PROMPT: Please rewrite the records below as a numbered list, leaving out blank lines and the pictures.

RECORD SET:
◇ ◇ ◇

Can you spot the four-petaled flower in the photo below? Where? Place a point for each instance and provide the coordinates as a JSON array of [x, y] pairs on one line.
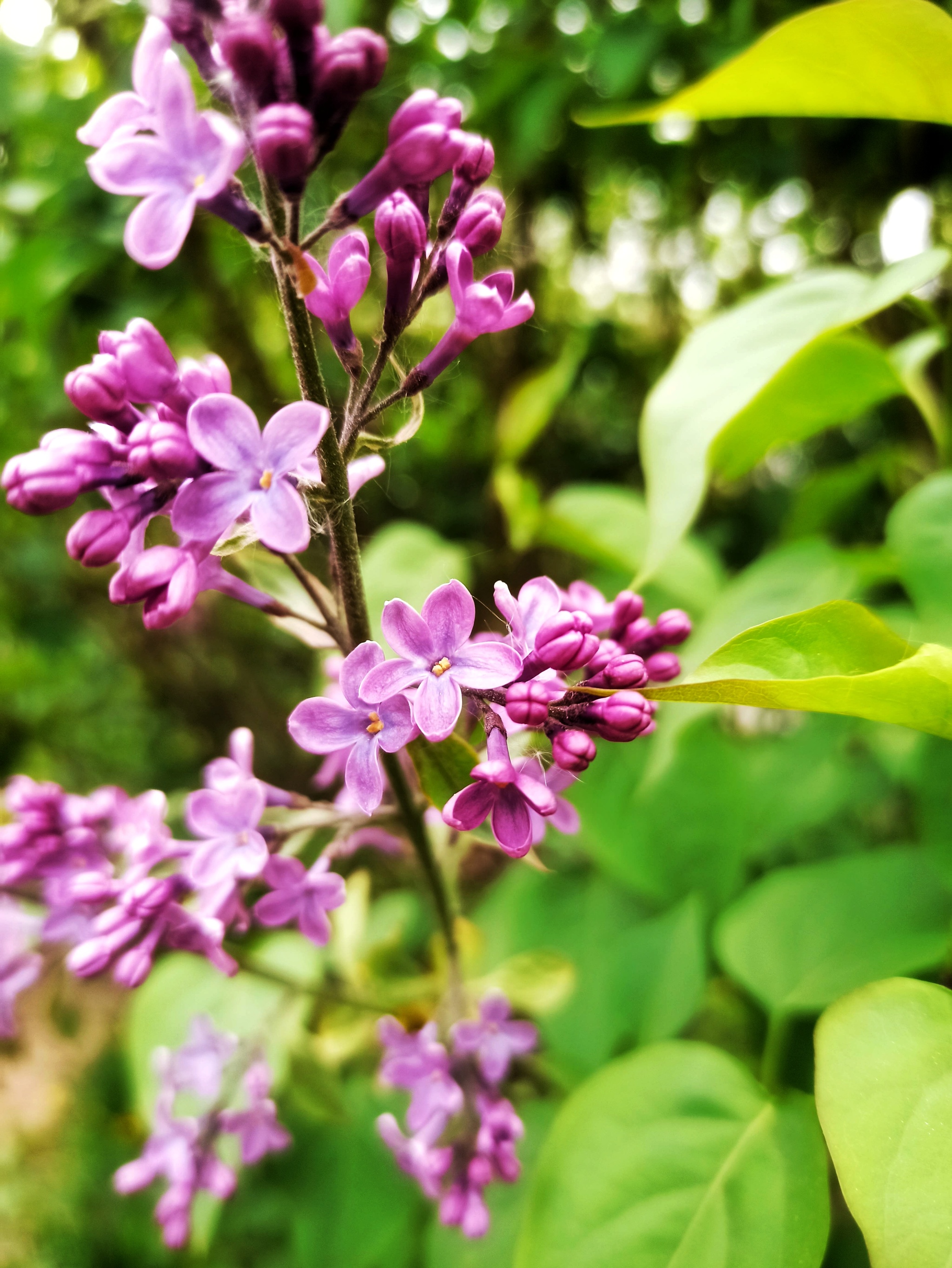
[[367, 722], [254, 469], [436, 654]]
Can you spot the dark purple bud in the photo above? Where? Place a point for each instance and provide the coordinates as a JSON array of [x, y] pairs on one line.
[[528, 703], [573, 750], [161, 450], [627, 609], [98, 538], [480, 227], [661, 667], [249, 50], [621, 717], [566, 641], [99, 392], [624, 671], [284, 144]]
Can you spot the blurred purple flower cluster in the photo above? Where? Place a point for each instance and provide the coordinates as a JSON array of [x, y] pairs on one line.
[[463, 1131]]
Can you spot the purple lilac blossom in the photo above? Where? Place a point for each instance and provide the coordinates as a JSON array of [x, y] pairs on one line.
[[364, 723], [253, 472], [436, 654], [510, 795]]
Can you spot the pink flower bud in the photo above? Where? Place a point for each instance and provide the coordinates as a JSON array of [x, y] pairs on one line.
[[284, 144], [528, 703], [566, 641], [98, 538], [573, 750], [661, 667]]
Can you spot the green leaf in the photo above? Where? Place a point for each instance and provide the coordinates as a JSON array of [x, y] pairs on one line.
[[919, 532], [884, 1095], [861, 59], [530, 403], [608, 524], [676, 1158], [407, 561], [443, 767], [731, 362], [833, 659], [804, 936]]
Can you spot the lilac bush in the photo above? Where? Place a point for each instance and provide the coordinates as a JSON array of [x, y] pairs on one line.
[[166, 439]]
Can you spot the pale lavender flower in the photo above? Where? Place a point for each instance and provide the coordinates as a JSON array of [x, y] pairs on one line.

◇ ◇ ◇

EXPECTED ANSWER:
1. Can you spot the four-petaled flower in the photo below? Where? Place a point for each instance and provide the coordinates as a JSON array of [x, y] pairs on one line.
2. [[367, 722], [254, 469], [436, 654]]
3. Can you spot the dark purple bud in the photo above? Where? Place a point for each instance and provide the coordinates as a JSON array of [x, y] pairs on one line.
4. [[528, 703], [573, 750], [161, 450], [627, 609], [98, 538], [480, 227], [661, 667], [249, 50], [621, 717], [566, 641], [99, 392], [624, 671], [284, 144]]
5. Can you spot the blurred purple flower cluster in the photo above? Where? Place a point for each instance and provide the coordinates as a JSON array of [x, y] pairs on one line.
6. [[463, 1131]]
7. Can you spot the purple lilac blossom in the photo above? Where? Place a point for each instance and provide the coordinates as a JSON array of [x, y] pairs on one line.
8. [[364, 723], [253, 472], [436, 654], [510, 795]]
9. Can you spot the pink flower bud in the photo above? Where? Place a point for each instance and provide the coordinates as a JSON array of [x, y] pairs on one line.
10. [[284, 144], [528, 703], [566, 641], [98, 538], [573, 750], [661, 667]]
11. Can you spot the green leaf in the photo above? Where? Place a point for each instance and provide the coordinates as a JSON array of [x, y] pairs on one line.
12. [[919, 532], [884, 1095], [861, 59], [530, 403], [608, 524], [676, 1158], [407, 561], [443, 767], [731, 362], [833, 659], [804, 936]]
13. Can you spot the lilac bush in the photo above? Where? Place a point for each instance and provide the coordinates as a JSON array of [x, y] pairs on one line.
14. [[166, 439]]
15. Can you spot the pale lavender flower in the photo above? Where? Place a point for each instance and provide the coordinates as a JSON array of [x, y] pairs on one line.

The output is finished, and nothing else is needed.